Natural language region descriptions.
-- Opening Marker --
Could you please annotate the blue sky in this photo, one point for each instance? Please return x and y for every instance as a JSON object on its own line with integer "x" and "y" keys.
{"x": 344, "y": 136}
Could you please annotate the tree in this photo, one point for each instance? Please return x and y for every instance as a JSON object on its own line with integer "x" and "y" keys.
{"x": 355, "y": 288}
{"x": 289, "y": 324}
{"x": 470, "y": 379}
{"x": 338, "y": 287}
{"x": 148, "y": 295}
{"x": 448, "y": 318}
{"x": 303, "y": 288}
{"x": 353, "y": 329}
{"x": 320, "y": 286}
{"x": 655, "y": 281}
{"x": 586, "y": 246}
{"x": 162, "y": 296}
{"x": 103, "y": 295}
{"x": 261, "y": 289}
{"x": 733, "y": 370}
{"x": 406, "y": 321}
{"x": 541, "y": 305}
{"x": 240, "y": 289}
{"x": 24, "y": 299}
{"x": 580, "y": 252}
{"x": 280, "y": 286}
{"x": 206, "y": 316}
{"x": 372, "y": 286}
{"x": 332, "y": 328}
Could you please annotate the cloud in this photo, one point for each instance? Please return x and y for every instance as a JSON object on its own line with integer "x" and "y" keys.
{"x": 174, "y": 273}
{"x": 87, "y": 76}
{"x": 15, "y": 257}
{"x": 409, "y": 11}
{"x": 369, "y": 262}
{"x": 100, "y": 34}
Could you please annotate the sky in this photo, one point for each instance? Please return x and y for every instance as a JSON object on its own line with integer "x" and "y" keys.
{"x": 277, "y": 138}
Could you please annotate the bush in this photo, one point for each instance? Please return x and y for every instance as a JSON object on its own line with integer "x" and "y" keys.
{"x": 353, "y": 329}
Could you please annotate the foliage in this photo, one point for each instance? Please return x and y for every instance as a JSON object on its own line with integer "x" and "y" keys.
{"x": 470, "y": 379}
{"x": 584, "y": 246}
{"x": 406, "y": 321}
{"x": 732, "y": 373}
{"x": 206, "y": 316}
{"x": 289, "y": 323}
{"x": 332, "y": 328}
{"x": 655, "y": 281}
-- Closing Marker --
EXERCISE DETAILS. The data given above must be transcribed exactly and completely.

REPLY.
Could you please annotate the blue sky in this photo, one point for each instance? Please return x and y for every instance as a JSON object on its own line with integer "x" and "y" keys.
{"x": 344, "y": 136}
Could you please annotate the tree in this photo, one point for each instance? Please return x and y for every instance as a JSON object on its own line with integer "x" and "y" keys.
{"x": 355, "y": 288}
{"x": 289, "y": 324}
{"x": 470, "y": 379}
{"x": 338, "y": 287}
{"x": 148, "y": 295}
{"x": 448, "y": 318}
{"x": 303, "y": 288}
{"x": 353, "y": 329}
{"x": 320, "y": 286}
{"x": 655, "y": 281}
{"x": 586, "y": 246}
{"x": 162, "y": 296}
{"x": 103, "y": 295}
{"x": 261, "y": 289}
{"x": 733, "y": 370}
{"x": 406, "y": 321}
{"x": 541, "y": 305}
{"x": 240, "y": 289}
{"x": 24, "y": 299}
{"x": 580, "y": 252}
{"x": 280, "y": 286}
{"x": 206, "y": 316}
{"x": 372, "y": 286}
{"x": 332, "y": 328}
Could you please annotate the cloud in this photo, one point for each instance? Please return x and y for every instance as a JSON object on its own line with integer "x" and "y" keys.
{"x": 174, "y": 273}
{"x": 87, "y": 76}
{"x": 15, "y": 257}
{"x": 409, "y": 11}
{"x": 369, "y": 262}
{"x": 100, "y": 34}
Could you please annotate the sky in this photo, one point for each instance? Please return x and y for every instance as a JSON object on its own line with integer "x" and "y" keys.
{"x": 277, "y": 138}
Could you please annotate the bush in this photo, one point for each instance? Please return x and y for every instance as a JSON object on its own line with integer "x" and "y" keys.
{"x": 353, "y": 329}
Could you please annotate the foliage in this photo, one point for each instance? Please return x and y for every instance as a JSON object on its own line with integer "x" and "y" keys.
{"x": 470, "y": 379}
{"x": 584, "y": 246}
{"x": 406, "y": 321}
{"x": 732, "y": 373}
{"x": 206, "y": 316}
{"x": 289, "y": 323}
{"x": 332, "y": 328}
{"x": 655, "y": 281}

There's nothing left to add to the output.